#### Task description:
Retype the full account of Ezra's night at the hospital word for word, keeping every sentence and punctuation mark unchanged.

#### Passage shown:
:::
We got a taxi to the hospital and after what felt like forever—if you’ve spent time in the waiting room with a sick loved one you know what that’s like—we got to see a doctor. He examined Ezra and said he needed an ultrasound. We went back to the waiting room and the receptionist called Brent to the desk and said there was no radiologist on duty so we’d have to come back another time. By now, Ezra had thrown up everything he’d ever eaten and was completely miserable. The doctor who’d examined Ezra earlier walked by, and Brent asked him about the ultrasound. He said he’d arrange everything and came back to tell us that a driver had been sent to bring the radiologist to the hospital.
Long story short, Ezra was admitted and as I held his face in my hands while they tried unsuccessfully about a dozen times to find a vein to start the IV, he looked up in my eyes through his own tears and said, “Mom, ask the church to pray.” I asked him to tell me who to text (on my phone which was about to die) and he gave me three names. Those women and their families prayed for Ezra. Then they wheeled him into the operating room, still awake.
:::
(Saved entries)
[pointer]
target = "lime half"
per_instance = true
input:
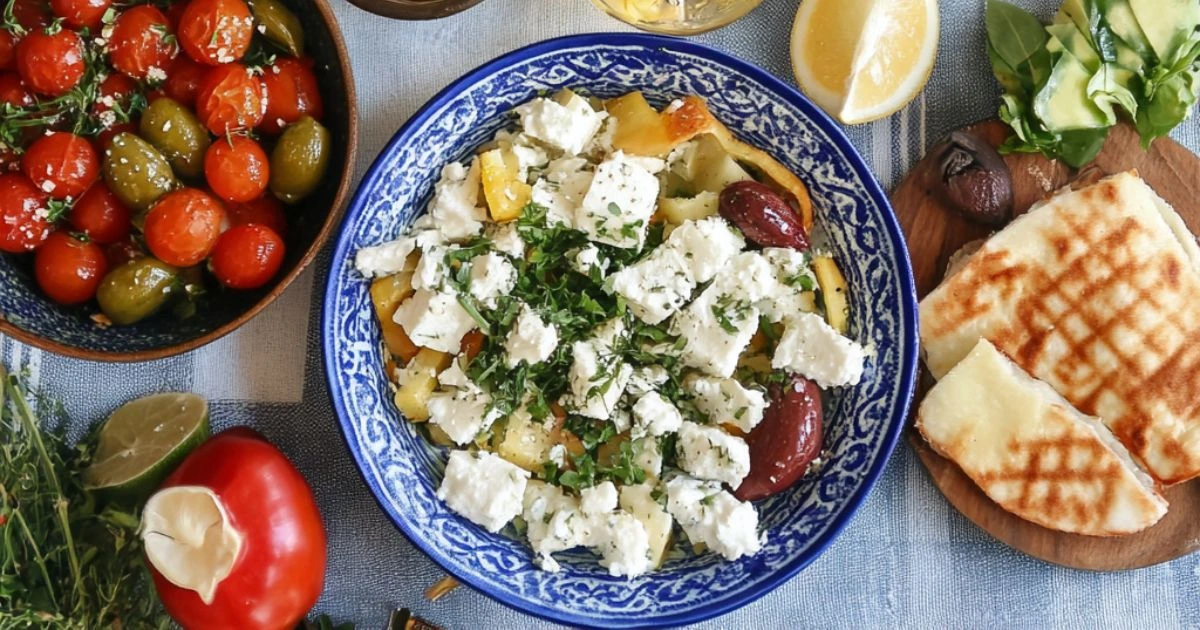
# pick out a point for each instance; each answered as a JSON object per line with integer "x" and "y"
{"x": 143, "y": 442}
:::
#### Response area:
We got a taxi to the hospital and after what felt like forever—if you’ve spent time in the waiting room with a sick loved one you know what that’s like—we got to see a doctor. He examined Ezra and said he needed an ultrasound. We went back to the waiting room and the receptionist called Brent to the desk and said there was no radiologist on duty so we’d have to come back another time. By now, Ezra had thrown up everything he’d ever eaten and was completely miserable. The doctor who’d examined Ezra earlier walked by, and Brent asked him about the ultrasound. He said he’d arrange everything and came back to tell us that a driver had been sent to bring the radiologist to the hospital.
Long story short, Ezra was admitted and as I held his face in my hands while they tried unsuccessfully about a dozen times to find a vein to start the IV, he looked up in my eyes through his own tears and said, “Mom, ask the church to pray.” I asked him to tell me who to text (on my phone which was about to die) and he gave me three names. Those women and their families prayed for Ezra. Then they wheeled him into the operating room, still awake.